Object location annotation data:

>> start

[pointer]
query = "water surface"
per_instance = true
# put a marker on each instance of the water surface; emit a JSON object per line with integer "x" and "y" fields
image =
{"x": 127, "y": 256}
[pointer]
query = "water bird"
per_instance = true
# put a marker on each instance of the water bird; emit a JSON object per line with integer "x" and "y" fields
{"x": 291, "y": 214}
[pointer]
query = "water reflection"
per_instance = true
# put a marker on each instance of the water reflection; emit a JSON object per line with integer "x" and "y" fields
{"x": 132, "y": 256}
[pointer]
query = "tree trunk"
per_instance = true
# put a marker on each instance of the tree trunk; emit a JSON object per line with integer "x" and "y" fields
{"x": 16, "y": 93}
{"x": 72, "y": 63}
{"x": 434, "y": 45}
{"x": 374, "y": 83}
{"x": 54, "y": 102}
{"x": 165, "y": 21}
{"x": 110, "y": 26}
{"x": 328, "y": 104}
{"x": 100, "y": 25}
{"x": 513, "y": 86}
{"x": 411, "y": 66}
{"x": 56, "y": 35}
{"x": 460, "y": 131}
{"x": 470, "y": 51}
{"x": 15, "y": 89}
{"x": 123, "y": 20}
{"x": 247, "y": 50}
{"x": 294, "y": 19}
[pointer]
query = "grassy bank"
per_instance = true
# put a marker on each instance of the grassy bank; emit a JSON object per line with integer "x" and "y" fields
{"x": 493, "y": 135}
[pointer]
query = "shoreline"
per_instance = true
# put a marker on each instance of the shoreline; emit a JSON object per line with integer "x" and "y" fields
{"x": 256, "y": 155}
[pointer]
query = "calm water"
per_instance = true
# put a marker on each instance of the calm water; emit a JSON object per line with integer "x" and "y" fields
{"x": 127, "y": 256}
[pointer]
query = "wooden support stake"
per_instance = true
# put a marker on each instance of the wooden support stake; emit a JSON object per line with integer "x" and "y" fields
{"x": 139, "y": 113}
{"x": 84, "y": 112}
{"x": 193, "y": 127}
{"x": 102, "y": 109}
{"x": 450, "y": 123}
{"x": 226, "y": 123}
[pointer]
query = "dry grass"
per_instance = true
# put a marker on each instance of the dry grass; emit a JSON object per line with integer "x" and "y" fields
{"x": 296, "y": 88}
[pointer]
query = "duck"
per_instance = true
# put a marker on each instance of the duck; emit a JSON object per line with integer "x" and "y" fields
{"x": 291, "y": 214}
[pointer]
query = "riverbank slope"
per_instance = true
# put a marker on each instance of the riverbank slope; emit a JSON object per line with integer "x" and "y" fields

>> end

Return all the data above once more, precisely as given.

▶ _Answer to the exercise_:
[pointer]
query = "water surface"
per_instance = true
# put a marker on each instance of the water surface; emit a JSON object per line with integer "x" and "y" fields
image =
{"x": 127, "y": 256}
[pointer]
query = "water bird"
per_instance = true
# put a marker on each instance of the water bird; emit a JSON object per line with integer "x" and "y" fields
{"x": 291, "y": 214}
[pointer]
query = "water reflection"
per_instance = true
# put a marker on each instance of the water reflection; emit a JSON object per line with integer "x" and "y" fields
{"x": 132, "y": 256}
[pointer]
query = "tree trunk"
per_instance = true
# put a marker on each instance of the tree trunk; emit a JSON object per line with integer "x" and "y" fields
{"x": 16, "y": 93}
{"x": 72, "y": 63}
{"x": 434, "y": 45}
{"x": 374, "y": 83}
{"x": 54, "y": 102}
{"x": 165, "y": 21}
{"x": 110, "y": 26}
{"x": 328, "y": 104}
{"x": 100, "y": 25}
{"x": 513, "y": 86}
{"x": 411, "y": 66}
{"x": 56, "y": 35}
{"x": 460, "y": 131}
{"x": 470, "y": 51}
{"x": 15, "y": 89}
{"x": 123, "y": 20}
{"x": 247, "y": 50}
{"x": 294, "y": 19}
[pointer]
query = "grassy bank"
per_instance = true
# put a marker on each instance of the grassy bank; emit a JSON object per line with integer "x" and "y" fields
{"x": 493, "y": 135}
[pointer]
query = "shoreline"
per_instance = true
# put a marker on each instance of the shoreline; emit a JSON object per line with integer "x" and "y" fields
{"x": 256, "y": 155}
[pointer]
query = "calm water"
per_instance = true
# put a marker on each instance of the calm water; emit a JSON object per line with integer "x" and "y" fields
{"x": 127, "y": 256}
[pointer]
query = "wooden support stake"
per_instance = true
# put a marker on each instance of the wooden support stake; emit a JSON object per line with integer "x" and "y" fields
{"x": 139, "y": 113}
{"x": 84, "y": 112}
{"x": 193, "y": 127}
{"x": 102, "y": 109}
{"x": 450, "y": 123}
{"x": 226, "y": 123}
[pointer]
query = "dry grass"
per_instance = true
# put a marker on each instance of the dry grass; emit a JSON object per line with integer "x" and "y" fields
{"x": 296, "y": 88}
[pointer]
query = "duck"
per_instance = true
# put a marker on each instance of the duck; emit a JSON object per line with integer "x" and "y" fields
{"x": 291, "y": 214}
[pointer]
query = "riverbank slope"
per_instance = true
# put a marker on each instance of the riverbank slope; emit a JSON object per line with integer "x" and "y" fields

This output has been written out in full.